Required action 1:
Answer these questions from the passage on turf wars in the PARTNER trial, one line each, marked to match:
(a) What institute is Grayson Wheatley with?
(b) Toward which approach does Wheatley say surgeons are subtly pushing?
(c) What do cardiologists feel pretty good about, according to Wheatley?
Required action 2: Extend the passage on turf wars in the PARTNER trial with a few sentences that pick up after its final line.

Likewise, Dr Grayson Wheatley (Arizona Heart Institute, Phoenix), a surgeon, believes that subtle turf wars may end up affecting the outcomes from the PARTNER trial.
"There is a little bit of investigator pushing going on, and I think the surgeons, to be honest, are pushing subtly toward a transapical approach because they are more involved and they maybe feel a little more comfortable," Wheatley said. "Whereas cardiologists feel pretty good about the femoral arteries, and they say, why should we subject the patients to the surgical risk when we can do this transfemorally, something we do on a regular basis? I think it's a disruptive force within the trial and within the use of this technology."
I think the surgeons, to be honest, are pushing subtly toward a transapical approach because they are more involved and they maybe feel a little more comfortable.

Excerpted records:
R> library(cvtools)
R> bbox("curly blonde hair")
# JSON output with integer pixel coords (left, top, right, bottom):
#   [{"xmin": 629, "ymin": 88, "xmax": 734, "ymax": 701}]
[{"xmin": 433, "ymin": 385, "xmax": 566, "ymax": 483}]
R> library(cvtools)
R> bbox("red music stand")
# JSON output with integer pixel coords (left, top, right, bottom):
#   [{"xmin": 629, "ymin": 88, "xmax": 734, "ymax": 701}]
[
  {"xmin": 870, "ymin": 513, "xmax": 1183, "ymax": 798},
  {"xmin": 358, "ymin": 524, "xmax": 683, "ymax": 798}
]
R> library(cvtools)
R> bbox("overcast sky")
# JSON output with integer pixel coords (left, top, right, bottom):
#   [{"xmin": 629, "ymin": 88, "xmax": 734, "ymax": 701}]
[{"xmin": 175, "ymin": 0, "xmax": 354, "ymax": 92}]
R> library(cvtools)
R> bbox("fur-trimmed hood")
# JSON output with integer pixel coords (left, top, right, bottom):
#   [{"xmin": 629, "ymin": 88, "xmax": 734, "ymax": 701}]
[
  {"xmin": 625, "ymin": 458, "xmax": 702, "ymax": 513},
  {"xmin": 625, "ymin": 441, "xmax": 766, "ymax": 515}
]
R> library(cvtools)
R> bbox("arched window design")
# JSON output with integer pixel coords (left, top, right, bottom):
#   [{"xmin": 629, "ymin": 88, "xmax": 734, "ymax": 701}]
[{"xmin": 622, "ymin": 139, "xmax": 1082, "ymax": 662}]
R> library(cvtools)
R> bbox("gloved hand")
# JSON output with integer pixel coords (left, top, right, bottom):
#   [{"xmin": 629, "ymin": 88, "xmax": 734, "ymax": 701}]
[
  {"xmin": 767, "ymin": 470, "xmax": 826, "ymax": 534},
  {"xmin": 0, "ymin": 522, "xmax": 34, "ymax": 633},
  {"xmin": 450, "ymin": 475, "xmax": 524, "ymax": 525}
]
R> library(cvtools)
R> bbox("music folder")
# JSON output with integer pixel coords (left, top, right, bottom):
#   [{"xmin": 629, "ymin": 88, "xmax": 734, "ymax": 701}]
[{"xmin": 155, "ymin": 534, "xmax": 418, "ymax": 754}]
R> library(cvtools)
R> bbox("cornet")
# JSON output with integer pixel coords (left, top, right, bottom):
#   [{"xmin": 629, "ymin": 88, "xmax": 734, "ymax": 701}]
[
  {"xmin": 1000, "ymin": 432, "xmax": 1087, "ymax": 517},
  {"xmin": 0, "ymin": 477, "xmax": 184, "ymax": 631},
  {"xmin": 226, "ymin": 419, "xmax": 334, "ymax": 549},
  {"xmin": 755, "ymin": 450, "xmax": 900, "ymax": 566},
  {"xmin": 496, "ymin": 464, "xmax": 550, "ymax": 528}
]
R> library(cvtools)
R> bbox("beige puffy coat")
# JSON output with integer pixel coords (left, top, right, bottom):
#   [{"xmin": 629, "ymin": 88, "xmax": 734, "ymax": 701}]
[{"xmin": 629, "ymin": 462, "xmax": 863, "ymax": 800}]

Response area 1:
(a) The Arizona Heart Institute in Phoenix.
(b) The transapical approach.
(c) The femoral arteries.

Response area 2:
One issue may be that while interventionalists do not appear to be clamoring for scalpels and sutures, many surgeons are learning catheter techniques for the first time. "I do know that some of the surgeons who have been doing the transapical procedure have had a little bit of trouble because they weren't really skilled with the catheters and wires," Wheatley said. "Maybe there's a bigger learning curve with the transapical approach because it involves different sheaths, different wires, and sometimes people with lesser catheter or wire skills are doing those procedures."
Wheatley worries that unless the learning curve for physicians performing the transapical procedure in the PARTNER trial improves and the mortality rates come down, the "cohort A" data results may be difficult for the FDA to interpret.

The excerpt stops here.